_Texto de origen_.
· · · · · · ·

Casas con escaleras, en las cuales las familias vivían detrás de las recepciones, ocupadas por estudios, consultorios o por las casas de comercio instaladas en la primera planta. En esa vida interior necesariamente discreta, Lerena evocó las puertas cerradas, las cortinas corridas, el aire enrarecido y la oscuridad. El sol entraba cuando los clientes se iban o la actividad comercial cesaba, entonces el ama de casa podía tocar el piano y se encendían las luces o los candelabros. Todas esas familias tenían en "las quintas" de los alrededores de Montevideo su forma de escape, sus casonas de disfrute de jardines, cabalgatas y abundante aire libre, en las que pasaban fines de semana y temporadas estivales.

· · · · · · ·

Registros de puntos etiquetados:
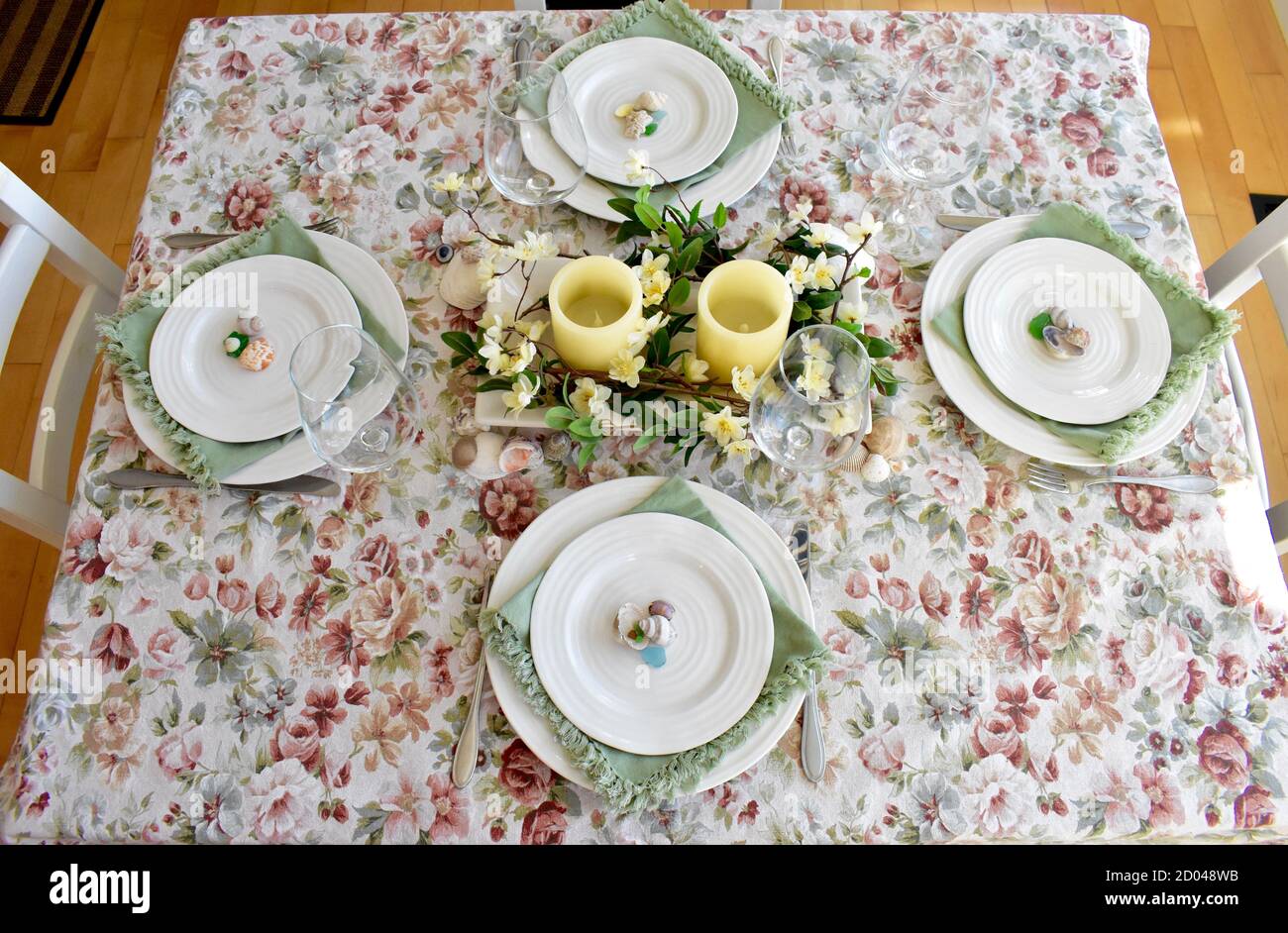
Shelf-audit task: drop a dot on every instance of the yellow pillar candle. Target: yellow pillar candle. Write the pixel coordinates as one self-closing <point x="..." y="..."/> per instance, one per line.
<point x="595" y="302"/>
<point x="743" y="310"/>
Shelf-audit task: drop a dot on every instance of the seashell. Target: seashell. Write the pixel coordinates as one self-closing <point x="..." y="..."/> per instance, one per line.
<point x="480" y="456"/>
<point x="636" y="124"/>
<point x="888" y="438"/>
<point x="651" y="100"/>
<point x="661" y="607"/>
<point x="875" y="468"/>
<point x="519" y="454"/>
<point x="658" y="630"/>
<point x="464" y="424"/>
<point x="557" y="446"/>
<point x="459" y="284"/>
<point x="258" y="356"/>
<point x="629" y="627"/>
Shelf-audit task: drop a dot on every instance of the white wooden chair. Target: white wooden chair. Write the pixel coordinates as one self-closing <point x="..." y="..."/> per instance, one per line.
<point x="1260" y="257"/>
<point x="38" y="233"/>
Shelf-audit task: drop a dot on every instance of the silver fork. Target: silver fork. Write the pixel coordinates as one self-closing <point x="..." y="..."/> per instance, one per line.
<point x="777" y="52"/>
<point x="196" y="240"/>
<point x="1056" y="478"/>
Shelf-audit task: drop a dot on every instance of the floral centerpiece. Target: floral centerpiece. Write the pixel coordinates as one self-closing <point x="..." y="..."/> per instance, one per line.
<point x="671" y="248"/>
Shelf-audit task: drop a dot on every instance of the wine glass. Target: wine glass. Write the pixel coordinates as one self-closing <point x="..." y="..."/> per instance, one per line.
<point x="810" y="411"/>
<point x="932" y="137"/>
<point x="373" y="418"/>
<point x="528" y="110"/>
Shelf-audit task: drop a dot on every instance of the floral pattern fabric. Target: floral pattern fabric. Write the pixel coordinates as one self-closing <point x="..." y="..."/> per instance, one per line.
<point x="1008" y="666"/>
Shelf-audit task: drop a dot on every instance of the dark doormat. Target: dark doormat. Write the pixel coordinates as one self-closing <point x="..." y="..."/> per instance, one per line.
<point x="1263" y="205"/>
<point x="42" y="43"/>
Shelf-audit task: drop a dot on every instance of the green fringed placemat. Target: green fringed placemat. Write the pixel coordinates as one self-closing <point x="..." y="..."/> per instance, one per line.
<point x="1199" y="331"/>
<point x="631" y="781"/>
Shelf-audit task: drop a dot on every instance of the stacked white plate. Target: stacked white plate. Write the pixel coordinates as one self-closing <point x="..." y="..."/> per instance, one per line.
<point x="209" y="392"/>
<point x="1004" y="280"/>
<point x="596" y="559"/>
<point x="700" y="113"/>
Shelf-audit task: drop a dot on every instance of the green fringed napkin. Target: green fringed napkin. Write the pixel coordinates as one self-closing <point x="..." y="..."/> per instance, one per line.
<point x="1198" y="327"/>
<point x="128" y="336"/>
<point x="634" y="781"/>
<point x="761" y="106"/>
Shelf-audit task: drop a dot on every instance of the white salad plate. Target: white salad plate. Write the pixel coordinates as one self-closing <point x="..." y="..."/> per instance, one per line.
<point x="735" y="179"/>
<point x="713" y="670"/>
<point x="971" y="391"/>
<point x="210" y="392"/>
<point x="566" y="521"/>
<point x="699" y="112"/>
<point x="360" y="271"/>
<point x="1129" y="348"/>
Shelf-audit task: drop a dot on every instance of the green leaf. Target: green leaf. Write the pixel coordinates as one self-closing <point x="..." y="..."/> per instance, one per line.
<point x="1038" y="323"/>
<point x="648" y="215"/>
<point x="675" y="235"/>
<point x="679" y="292"/>
<point x="623" y="206"/>
<point x="879" y="348"/>
<point x="690" y="257"/>
<point x="460" y="341"/>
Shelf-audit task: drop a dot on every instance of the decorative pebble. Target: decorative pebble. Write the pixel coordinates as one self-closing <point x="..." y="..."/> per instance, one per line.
<point x="875" y="468"/>
<point x="236" y="343"/>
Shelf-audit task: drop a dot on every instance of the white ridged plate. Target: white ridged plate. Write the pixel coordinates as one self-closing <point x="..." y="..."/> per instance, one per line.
<point x="735" y="179"/>
<point x="971" y="391"/>
<point x="700" y="107"/>
<point x="1129" y="347"/>
<point x="559" y="525"/>
<point x="713" y="670"/>
<point x="209" y="391"/>
<point x="360" y="271"/>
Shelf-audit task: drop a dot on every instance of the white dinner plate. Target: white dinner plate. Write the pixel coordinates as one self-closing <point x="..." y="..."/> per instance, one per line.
<point x="726" y="185"/>
<point x="562" y="524"/>
<point x="360" y="271"/>
<point x="973" y="394"/>
<point x="1129" y="349"/>
<point x="700" y="108"/>
<point x="210" y="392"/>
<point x="716" y="666"/>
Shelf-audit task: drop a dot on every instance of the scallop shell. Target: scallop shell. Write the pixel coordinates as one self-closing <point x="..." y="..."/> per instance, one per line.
<point x="519" y="454"/>
<point x="636" y="124"/>
<point x="459" y="284"/>
<point x="888" y="438"/>
<point x="258" y="356"/>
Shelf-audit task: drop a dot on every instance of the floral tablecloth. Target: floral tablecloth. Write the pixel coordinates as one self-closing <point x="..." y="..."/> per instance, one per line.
<point x="1008" y="666"/>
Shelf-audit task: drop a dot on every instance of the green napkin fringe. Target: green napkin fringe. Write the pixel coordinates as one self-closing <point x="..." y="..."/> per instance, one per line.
<point x="1186" y="366"/>
<point x="698" y="30"/>
<point x="188" y="457"/>
<point x="682" y="773"/>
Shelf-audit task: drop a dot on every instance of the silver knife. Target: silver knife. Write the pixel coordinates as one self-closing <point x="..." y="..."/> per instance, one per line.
<point x="969" y="222"/>
<point x="812" y="751"/>
<point x="149" y="478"/>
<point x="468" y="745"/>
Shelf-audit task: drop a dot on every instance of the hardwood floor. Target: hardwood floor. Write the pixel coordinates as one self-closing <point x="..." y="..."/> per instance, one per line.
<point x="1218" y="76"/>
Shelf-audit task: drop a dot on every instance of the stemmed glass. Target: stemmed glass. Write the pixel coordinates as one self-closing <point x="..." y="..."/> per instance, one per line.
<point x="810" y="411"/>
<point x="932" y="137"/>
<point x="526" y="103"/>
<point x="373" y="420"/>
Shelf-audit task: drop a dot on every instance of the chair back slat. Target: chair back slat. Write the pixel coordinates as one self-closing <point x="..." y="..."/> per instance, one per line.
<point x="38" y="235"/>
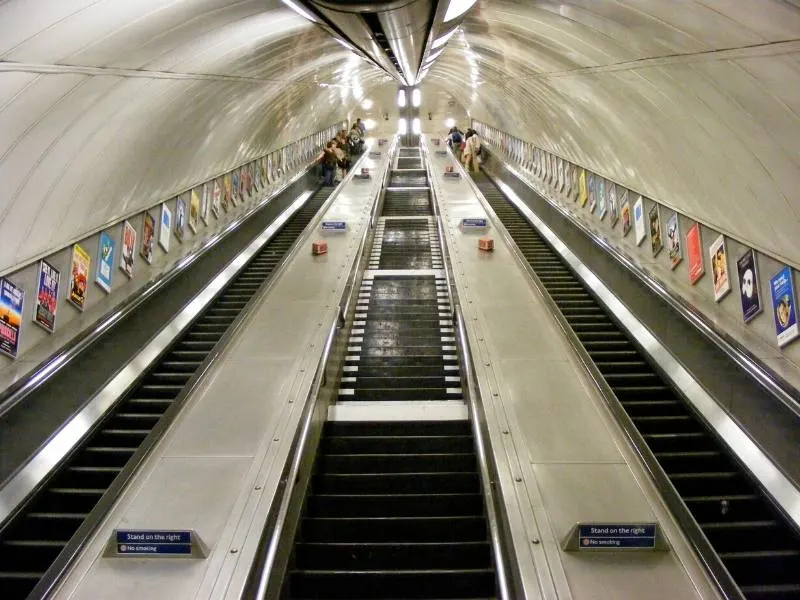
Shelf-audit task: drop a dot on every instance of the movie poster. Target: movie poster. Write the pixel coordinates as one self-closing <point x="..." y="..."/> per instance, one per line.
<point x="625" y="212"/>
<point x="180" y="218"/>
<point x="601" y="197"/>
<point x="656" y="241"/>
<point x="719" y="268"/>
<point x="12" y="299"/>
<point x="106" y="247"/>
<point x="128" y="249"/>
<point x="148" y="237"/>
<point x="638" y="220"/>
<point x="583" y="195"/>
<point x="748" y="285"/>
<point x="783" y="305"/>
<point x="694" y="252"/>
<point x="216" y="198"/>
<point x="613" y="207"/>
<point x="44" y="311"/>
<point x="166" y="227"/>
<point x="194" y="211"/>
<point x="79" y="277"/>
<point x="674" y="241"/>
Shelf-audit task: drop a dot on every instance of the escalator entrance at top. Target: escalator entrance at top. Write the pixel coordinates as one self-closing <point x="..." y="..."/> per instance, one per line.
<point x="395" y="508"/>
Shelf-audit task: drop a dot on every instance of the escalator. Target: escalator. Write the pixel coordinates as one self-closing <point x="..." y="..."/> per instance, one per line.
<point x="755" y="541"/>
<point x="395" y="508"/>
<point x="34" y="537"/>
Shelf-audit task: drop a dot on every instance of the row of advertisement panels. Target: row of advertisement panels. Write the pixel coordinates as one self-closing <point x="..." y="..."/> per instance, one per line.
<point x="625" y="210"/>
<point x="193" y="210"/>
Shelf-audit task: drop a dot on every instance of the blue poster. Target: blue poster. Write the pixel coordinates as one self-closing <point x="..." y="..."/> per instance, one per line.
<point x="11" y="301"/>
<point x="105" y="261"/>
<point x="783" y="305"/>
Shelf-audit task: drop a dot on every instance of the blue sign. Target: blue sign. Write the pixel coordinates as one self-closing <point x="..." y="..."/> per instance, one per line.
<point x="154" y="543"/>
<point x="475" y="223"/>
<point x="334" y="225"/>
<point x="783" y="305"/>
<point x="616" y="537"/>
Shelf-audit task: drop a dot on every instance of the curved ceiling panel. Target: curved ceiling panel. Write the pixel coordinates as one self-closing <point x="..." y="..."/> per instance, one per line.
<point x="107" y="106"/>
<point x="692" y="102"/>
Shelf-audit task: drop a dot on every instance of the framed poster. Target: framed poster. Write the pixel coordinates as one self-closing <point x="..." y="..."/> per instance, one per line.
<point x="44" y="311"/>
<point x="748" y="285"/>
<point x="128" y="249"/>
<point x="613" y="207"/>
<point x="12" y="299"/>
<point x="694" y="252"/>
<point x="638" y="220"/>
<point x="205" y="202"/>
<point x="79" y="277"/>
<point x="105" y="261"/>
<point x="166" y="227"/>
<point x="180" y="218"/>
<point x="583" y="196"/>
<point x="674" y="241"/>
<point x="148" y="237"/>
<point x="216" y="199"/>
<point x="656" y="241"/>
<point x="719" y="268"/>
<point x="783" y="305"/>
<point x="601" y="197"/>
<point x="194" y="210"/>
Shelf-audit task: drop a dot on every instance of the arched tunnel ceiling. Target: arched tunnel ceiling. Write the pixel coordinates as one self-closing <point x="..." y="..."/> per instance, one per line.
<point x="693" y="102"/>
<point x="107" y="106"/>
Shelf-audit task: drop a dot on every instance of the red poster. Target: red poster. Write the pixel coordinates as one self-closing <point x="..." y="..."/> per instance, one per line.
<point x="694" y="252"/>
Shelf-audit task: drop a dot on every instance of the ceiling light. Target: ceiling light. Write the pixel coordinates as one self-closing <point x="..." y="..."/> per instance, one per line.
<point x="300" y="10"/>
<point x="442" y="39"/>
<point x="457" y="8"/>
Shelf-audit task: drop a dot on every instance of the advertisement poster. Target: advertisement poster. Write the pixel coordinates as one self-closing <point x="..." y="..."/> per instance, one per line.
<point x="694" y="252"/>
<point x="166" y="227"/>
<point x="79" y="277"/>
<point x="44" y="312"/>
<point x="227" y="190"/>
<point x="656" y="241"/>
<point x="719" y="268"/>
<point x="216" y="198"/>
<point x="674" y="241"/>
<point x="105" y="261"/>
<point x="180" y="218"/>
<point x="613" y="207"/>
<point x="748" y="285"/>
<point x="128" y="249"/>
<point x="194" y="211"/>
<point x="783" y="306"/>
<point x="583" y="195"/>
<point x="11" y="301"/>
<point x="148" y="237"/>
<point x="638" y="220"/>
<point x="601" y="196"/>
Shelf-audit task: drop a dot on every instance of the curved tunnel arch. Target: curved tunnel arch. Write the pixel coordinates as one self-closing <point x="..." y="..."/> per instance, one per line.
<point x="107" y="107"/>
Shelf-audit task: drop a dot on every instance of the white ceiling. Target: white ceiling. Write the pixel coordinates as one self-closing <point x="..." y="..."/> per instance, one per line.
<point x="107" y="106"/>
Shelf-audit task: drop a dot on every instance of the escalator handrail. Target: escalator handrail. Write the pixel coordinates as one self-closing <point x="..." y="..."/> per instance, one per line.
<point x="261" y="577"/>
<point x="713" y="565"/>
<point x="52" y="365"/>
<point x="772" y="382"/>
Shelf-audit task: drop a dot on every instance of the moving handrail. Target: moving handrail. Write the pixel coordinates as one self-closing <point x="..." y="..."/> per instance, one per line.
<point x="771" y="381"/>
<point x="263" y="580"/>
<point x="39" y="375"/>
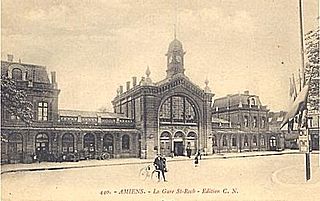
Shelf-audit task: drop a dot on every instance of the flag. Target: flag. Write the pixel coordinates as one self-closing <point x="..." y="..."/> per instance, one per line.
<point x="298" y="105"/>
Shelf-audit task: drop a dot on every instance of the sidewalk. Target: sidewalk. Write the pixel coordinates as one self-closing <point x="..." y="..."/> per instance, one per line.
<point x="7" y="168"/>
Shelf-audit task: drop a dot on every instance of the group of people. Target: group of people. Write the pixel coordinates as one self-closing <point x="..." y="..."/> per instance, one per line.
<point x="160" y="163"/>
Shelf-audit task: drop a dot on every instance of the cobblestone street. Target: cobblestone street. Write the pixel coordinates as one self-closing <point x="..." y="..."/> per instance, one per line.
<point x="255" y="178"/>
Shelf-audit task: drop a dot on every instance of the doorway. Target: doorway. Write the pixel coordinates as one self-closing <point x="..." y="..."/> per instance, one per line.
<point x="178" y="149"/>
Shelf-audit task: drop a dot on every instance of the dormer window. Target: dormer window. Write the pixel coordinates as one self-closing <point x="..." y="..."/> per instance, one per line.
<point x="246" y="121"/>
<point x="255" y="122"/>
<point x="42" y="111"/>
<point x="17" y="74"/>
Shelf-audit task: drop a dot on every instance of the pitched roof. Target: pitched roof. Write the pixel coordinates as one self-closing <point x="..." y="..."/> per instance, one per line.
<point x="76" y="113"/>
<point x="235" y="100"/>
<point x="36" y="73"/>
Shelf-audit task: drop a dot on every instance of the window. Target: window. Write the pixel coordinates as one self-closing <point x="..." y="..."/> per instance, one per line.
<point x="177" y="109"/>
<point x="224" y="141"/>
<point x="43" y="111"/>
<point x="17" y="74"/>
<point x="214" y="138"/>
<point x="253" y="101"/>
<point x="262" y="141"/>
<point x="125" y="142"/>
<point x="68" y="143"/>
<point x="254" y="141"/>
<point x="246" y="143"/>
<point x="263" y="122"/>
<point x="246" y="121"/>
<point x="234" y="140"/>
<point x="15" y="143"/>
<point x="255" y="122"/>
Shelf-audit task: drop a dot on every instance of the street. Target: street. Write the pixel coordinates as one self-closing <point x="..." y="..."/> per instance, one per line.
<point x="256" y="178"/>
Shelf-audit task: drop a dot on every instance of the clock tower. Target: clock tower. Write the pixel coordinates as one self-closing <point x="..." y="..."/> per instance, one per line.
<point x="175" y="58"/>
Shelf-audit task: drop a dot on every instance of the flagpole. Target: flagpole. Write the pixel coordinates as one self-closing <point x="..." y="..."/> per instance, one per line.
<point x="302" y="40"/>
<point x="300" y="123"/>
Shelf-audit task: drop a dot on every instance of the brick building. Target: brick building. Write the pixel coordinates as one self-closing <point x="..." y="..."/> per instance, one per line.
<point x="149" y="117"/>
<point x="248" y="125"/>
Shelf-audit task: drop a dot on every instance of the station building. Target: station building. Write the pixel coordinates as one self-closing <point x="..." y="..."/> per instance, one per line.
<point x="149" y="117"/>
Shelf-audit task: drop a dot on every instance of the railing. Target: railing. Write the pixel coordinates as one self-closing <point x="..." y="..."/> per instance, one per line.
<point x="103" y="122"/>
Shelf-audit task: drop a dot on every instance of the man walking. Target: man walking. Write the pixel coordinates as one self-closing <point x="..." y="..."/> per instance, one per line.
<point x="159" y="164"/>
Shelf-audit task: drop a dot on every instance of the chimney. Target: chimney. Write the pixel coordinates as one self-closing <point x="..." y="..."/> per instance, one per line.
<point x="10" y="57"/>
<point x="128" y="85"/>
<point x="54" y="79"/>
<point x="134" y="81"/>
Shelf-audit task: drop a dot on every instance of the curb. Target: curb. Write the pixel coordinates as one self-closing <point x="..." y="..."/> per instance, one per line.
<point x="143" y="162"/>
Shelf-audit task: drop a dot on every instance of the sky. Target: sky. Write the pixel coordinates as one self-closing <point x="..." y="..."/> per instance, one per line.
<point x="96" y="46"/>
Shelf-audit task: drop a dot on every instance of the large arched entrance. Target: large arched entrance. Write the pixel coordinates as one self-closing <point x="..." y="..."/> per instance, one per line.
<point x="89" y="145"/>
<point x="15" y="148"/>
<point x="179" y="115"/>
<point x="178" y="143"/>
<point x="42" y="146"/>
<point x="108" y="143"/>
<point x="165" y="143"/>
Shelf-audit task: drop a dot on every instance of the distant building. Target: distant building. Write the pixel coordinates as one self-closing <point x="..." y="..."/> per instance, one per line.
<point x="149" y="117"/>
<point x="249" y="126"/>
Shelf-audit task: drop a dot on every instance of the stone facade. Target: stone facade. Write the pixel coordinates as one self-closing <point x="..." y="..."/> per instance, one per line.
<point x="168" y="117"/>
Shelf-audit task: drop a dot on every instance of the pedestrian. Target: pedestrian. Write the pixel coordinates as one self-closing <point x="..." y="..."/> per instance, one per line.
<point x="159" y="165"/>
<point x="196" y="161"/>
<point x="199" y="154"/>
<point x="165" y="168"/>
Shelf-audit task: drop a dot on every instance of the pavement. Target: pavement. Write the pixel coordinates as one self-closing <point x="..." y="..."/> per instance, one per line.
<point x="43" y="166"/>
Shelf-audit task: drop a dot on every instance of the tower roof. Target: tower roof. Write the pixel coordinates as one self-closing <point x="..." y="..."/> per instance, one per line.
<point x="175" y="45"/>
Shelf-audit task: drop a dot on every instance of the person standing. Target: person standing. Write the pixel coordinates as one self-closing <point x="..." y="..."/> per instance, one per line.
<point x="159" y="165"/>
<point x="196" y="161"/>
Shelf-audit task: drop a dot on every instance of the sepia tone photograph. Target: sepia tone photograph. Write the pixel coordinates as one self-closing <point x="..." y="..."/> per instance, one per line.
<point x="164" y="100"/>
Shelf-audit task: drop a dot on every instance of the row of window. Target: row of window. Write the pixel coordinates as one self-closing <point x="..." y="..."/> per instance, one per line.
<point x="255" y="122"/>
<point x="42" y="142"/>
<point x="234" y="141"/>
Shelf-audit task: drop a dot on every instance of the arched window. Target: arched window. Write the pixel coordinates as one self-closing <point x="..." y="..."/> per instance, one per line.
<point x="263" y="122"/>
<point x="246" y="121"/>
<point x="246" y="141"/>
<point x="234" y="140"/>
<point x="224" y="140"/>
<point x="214" y="140"/>
<point x="89" y="142"/>
<point x="17" y="74"/>
<point x="255" y="122"/>
<point x="42" y="142"/>
<point x="177" y="109"/>
<point x="262" y="141"/>
<point x="178" y="135"/>
<point x="254" y="141"/>
<point x="253" y="101"/>
<point x="108" y="143"/>
<point x="125" y="142"/>
<point x="43" y="111"/>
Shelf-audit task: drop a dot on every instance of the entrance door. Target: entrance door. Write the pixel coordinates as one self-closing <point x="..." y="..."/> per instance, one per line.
<point x="89" y="145"/>
<point x="15" y="148"/>
<point x="178" y="148"/>
<point x="273" y="143"/>
<point x="42" y="147"/>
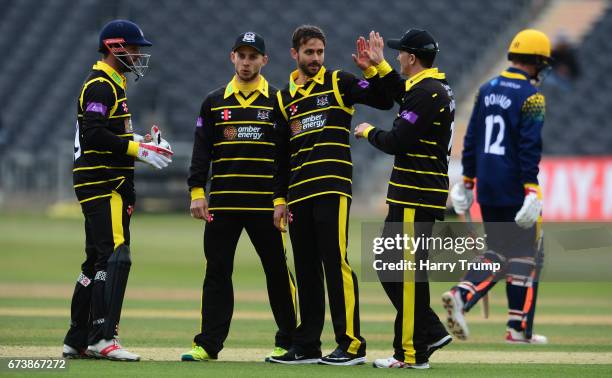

· · · · · · ·

_Tarea planteada A_.
Según el texto de origen, ¿qué cosas evocó Lerena en esa vida interior discreta? Enuméralas todas.
_Tarea planteada B_.
Reproduce el fragmento del texto de origen que empieza en "Casas con escaleras, en" y termina en "y temporadas estivales.".

_Solución desarrollada A_.
- Las puertas cerradas
- Las cortinas corridas
- El aire enrarecido
- La oscuridad

_Solución desarrollada B_.
Casas con escaleras, en las cuales las familias vivían detrás de las recepciones, ocupadas por estudios, consultorios o por las casas de comercio instaladas en la primera planta. En esa vida interior necesariamente discreta, Lerena evocó las puertas cerradas, las cortinas corridas, el aire enrarecido y la oscuridad. El sol entraba cuando los clientes se iban o la actividad comercial cesaba, entonces el ama de casa podía tocar el piano y se encendían las luces o los candelabros. Todas esas familias tenían en "las quintas" de los alrededores de Montevideo su forma de escape, sus casonas de disfrute de jardines, cabalgatas y abundante aire libre, en las que pasaban fines de semana y temporadas estivales.